**** Excerpted data

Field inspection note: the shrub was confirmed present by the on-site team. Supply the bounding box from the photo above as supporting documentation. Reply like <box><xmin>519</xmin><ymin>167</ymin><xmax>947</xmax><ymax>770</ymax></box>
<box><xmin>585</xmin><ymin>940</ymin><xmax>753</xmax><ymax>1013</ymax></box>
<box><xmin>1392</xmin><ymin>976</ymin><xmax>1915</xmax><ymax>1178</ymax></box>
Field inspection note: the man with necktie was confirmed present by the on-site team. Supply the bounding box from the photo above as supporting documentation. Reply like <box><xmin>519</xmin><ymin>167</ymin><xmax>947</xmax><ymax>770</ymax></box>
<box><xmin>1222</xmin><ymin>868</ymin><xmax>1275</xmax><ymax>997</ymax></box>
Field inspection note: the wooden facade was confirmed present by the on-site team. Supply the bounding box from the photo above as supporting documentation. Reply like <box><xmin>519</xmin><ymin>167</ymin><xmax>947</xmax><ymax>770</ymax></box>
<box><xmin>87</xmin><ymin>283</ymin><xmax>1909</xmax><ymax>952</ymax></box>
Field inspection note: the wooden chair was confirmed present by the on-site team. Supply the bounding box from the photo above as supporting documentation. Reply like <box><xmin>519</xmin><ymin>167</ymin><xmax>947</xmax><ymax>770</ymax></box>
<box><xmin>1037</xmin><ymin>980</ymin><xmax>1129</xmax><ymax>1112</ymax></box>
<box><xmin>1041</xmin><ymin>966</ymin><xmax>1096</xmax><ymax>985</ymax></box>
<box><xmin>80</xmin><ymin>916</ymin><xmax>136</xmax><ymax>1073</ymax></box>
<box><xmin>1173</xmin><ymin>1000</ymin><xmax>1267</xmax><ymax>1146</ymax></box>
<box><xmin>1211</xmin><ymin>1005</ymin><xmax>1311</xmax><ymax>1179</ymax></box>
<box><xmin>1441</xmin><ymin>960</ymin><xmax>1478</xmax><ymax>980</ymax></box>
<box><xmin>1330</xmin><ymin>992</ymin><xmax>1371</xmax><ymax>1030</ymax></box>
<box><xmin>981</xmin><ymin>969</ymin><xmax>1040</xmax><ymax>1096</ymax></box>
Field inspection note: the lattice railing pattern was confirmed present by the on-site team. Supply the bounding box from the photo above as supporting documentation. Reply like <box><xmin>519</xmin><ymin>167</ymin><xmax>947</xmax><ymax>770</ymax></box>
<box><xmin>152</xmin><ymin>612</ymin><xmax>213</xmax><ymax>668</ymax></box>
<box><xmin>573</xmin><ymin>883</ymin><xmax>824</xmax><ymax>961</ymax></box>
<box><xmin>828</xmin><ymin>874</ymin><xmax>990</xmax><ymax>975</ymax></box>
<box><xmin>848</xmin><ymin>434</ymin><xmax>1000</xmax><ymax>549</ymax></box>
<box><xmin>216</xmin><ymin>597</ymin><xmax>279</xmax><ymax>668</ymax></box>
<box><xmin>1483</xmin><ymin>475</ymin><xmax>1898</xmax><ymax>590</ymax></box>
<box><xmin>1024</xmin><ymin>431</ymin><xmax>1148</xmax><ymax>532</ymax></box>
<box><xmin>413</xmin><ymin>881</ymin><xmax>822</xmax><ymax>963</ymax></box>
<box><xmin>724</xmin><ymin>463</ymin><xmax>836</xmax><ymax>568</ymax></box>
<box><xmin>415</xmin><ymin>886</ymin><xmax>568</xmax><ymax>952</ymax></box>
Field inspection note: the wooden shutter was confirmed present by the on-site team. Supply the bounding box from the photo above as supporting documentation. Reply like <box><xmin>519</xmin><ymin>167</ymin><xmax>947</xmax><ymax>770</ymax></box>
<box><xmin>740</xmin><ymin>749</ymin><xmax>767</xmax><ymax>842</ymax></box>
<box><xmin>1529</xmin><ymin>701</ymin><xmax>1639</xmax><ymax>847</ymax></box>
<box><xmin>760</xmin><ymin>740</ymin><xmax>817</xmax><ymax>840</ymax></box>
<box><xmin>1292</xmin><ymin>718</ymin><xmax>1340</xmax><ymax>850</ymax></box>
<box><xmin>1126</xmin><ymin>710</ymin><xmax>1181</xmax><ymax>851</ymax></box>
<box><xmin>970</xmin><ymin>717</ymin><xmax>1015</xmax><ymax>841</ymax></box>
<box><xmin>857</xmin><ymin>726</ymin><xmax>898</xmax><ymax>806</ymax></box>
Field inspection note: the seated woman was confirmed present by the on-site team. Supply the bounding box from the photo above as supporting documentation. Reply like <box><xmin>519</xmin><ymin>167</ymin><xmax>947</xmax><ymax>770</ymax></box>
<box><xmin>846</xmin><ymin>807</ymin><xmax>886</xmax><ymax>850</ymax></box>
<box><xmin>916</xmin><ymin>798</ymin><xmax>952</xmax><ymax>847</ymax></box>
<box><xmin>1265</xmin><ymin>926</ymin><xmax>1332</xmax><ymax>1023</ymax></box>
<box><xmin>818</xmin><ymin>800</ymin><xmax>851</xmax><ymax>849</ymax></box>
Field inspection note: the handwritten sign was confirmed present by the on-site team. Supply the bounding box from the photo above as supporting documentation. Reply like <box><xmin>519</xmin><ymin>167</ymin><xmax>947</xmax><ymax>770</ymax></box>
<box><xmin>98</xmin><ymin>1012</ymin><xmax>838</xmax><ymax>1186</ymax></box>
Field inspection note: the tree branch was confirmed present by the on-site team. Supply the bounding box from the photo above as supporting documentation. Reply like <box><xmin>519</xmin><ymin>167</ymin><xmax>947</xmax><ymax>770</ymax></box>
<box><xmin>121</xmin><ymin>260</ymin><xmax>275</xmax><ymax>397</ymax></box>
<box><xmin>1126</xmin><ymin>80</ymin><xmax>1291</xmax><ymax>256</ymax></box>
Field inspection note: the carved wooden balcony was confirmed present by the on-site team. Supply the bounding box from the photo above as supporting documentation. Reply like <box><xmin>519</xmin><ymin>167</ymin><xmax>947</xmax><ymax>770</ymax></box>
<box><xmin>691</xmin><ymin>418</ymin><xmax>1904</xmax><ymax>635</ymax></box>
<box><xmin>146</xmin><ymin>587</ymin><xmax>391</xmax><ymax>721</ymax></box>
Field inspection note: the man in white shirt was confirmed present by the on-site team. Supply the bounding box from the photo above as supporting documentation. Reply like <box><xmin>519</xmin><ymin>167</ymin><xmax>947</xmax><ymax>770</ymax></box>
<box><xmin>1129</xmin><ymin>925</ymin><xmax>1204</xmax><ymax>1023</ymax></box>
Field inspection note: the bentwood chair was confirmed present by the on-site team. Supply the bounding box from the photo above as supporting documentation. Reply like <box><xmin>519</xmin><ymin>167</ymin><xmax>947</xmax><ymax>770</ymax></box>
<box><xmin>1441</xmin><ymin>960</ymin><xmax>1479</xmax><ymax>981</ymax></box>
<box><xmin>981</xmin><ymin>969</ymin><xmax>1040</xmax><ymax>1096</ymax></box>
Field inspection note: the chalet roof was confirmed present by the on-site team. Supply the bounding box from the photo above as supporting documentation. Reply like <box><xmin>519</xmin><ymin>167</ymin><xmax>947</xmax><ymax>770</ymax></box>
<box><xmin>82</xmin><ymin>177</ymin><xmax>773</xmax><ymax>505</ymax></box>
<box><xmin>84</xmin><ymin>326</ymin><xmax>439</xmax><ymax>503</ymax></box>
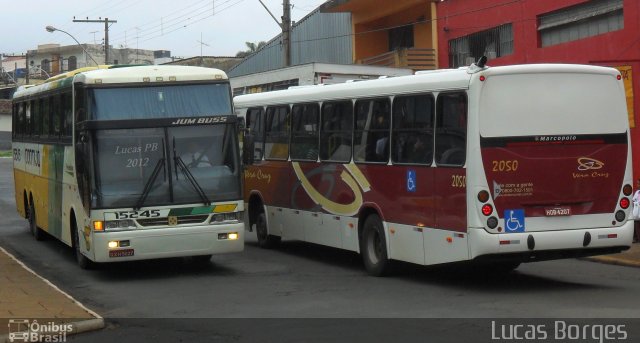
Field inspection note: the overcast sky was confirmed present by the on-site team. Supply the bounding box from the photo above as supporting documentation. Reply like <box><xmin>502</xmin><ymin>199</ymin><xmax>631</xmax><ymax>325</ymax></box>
<box><xmin>1</xmin><ymin>0</ymin><xmax>328</xmax><ymax>58</ymax></box>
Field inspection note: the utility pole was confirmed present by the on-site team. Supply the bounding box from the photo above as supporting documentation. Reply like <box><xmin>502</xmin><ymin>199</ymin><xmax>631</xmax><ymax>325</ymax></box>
<box><xmin>25</xmin><ymin>52</ymin><xmax>29</xmax><ymax>85</ymax></box>
<box><xmin>282</xmin><ymin>0</ymin><xmax>291</xmax><ymax>67</ymax></box>
<box><xmin>73</xmin><ymin>17</ymin><xmax>117</xmax><ymax>64</ymax></box>
<box><xmin>258</xmin><ymin>0</ymin><xmax>291</xmax><ymax>67</ymax></box>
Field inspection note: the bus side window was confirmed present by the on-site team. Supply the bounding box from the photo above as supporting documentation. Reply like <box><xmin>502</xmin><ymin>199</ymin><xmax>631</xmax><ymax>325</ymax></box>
<box><xmin>435</xmin><ymin>92</ymin><xmax>467</xmax><ymax>166</ymax></box>
<box><xmin>62</xmin><ymin>92</ymin><xmax>73</xmax><ymax>141</ymax></box>
<box><xmin>392</xmin><ymin>94</ymin><xmax>435</xmax><ymax>165</ymax></box>
<box><xmin>52</xmin><ymin>94</ymin><xmax>62</xmax><ymax>139</ymax></box>
<box><xmin>25</xmin><ymin>101</ymin><xmax>32</xmax><ymax>138</ymax></box>
<box><xmin>32</xmin><ymin>100</ymin><xmax>41</xmax><ymax>139</ymax></box>
<box><xmin>41</xmin><ymin>97</ymin><xmax>50</xmax><ymax>139</ymax></box>
<box><xmin>246</xmin><ymin>107</ymin><xmax>264</xmax><ymax>161</ymax></box>
<box><xmin>264</xmin><ymin>105</ymin><xmax>290</xmax><ymax>160</ymax></box>
<box><xmin>320</xmin><ymin>100</ymin><xmax>353</xmax><ymax>163</ymax></box>
<box><xmin>290</xmin><ymin>103</ymin><xmax>319</xmax><ymax>161</ymax></box>
<box><xmin>354</xmin><ymin>98</ymin><xmax>390</xmax><ymax>163</ymax></box>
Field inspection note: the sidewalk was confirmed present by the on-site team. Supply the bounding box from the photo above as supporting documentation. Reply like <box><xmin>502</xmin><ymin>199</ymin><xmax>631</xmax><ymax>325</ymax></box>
<box><xmin>585</xmin><ymin>242</ymin><xmax>640</xmax><ymax>268</ymax></box>
<box><xmin>0</xmin><ymin>247</ymin><xmax>104</xmax><ymax>342</ymax></box>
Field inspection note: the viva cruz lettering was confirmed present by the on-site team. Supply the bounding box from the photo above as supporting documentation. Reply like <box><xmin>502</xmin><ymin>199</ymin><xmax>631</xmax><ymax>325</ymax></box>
<box><xmin>245</xmin><ymin>169</ymin><xmax>272</xmax><ymax>184</ymax></box>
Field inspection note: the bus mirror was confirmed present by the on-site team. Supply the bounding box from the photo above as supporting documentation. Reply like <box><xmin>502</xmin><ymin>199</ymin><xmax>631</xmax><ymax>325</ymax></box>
<box><xmin>243</xmin><ymin>134</ymin><xmax>255</xmax><ymax>165</ymax></box>
<box><xmin>237</xmin><ymin>117</ymin><xmax>246</xmax><ymax>131</ymax></box>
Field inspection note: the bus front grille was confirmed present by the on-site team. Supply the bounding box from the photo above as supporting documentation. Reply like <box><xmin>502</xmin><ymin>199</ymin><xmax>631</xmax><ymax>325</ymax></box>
<box><xmin>136</xmin><ymin>215</ymin><xmax>210</xmax><ymax>227</ymax></box>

********

Task objective → Reproduce the line containing "Field inspection note: the bus front" and every line after it. Stop at the last line of the records, and add nothing.

Problem solution →
Field inspection note: the bus front grille was confirmed present by the on-site team. Supply the bounding box from the photo above as supporting documentation. Reply like <box><xmin>502</xmin><ymin>199</ymin><xmax>631</xmax><ymax>325</ymax></box>
<box><xmin>136</xmin><ymin>215</ymin><xmax>210</xmax><ymax>227</ymax></box>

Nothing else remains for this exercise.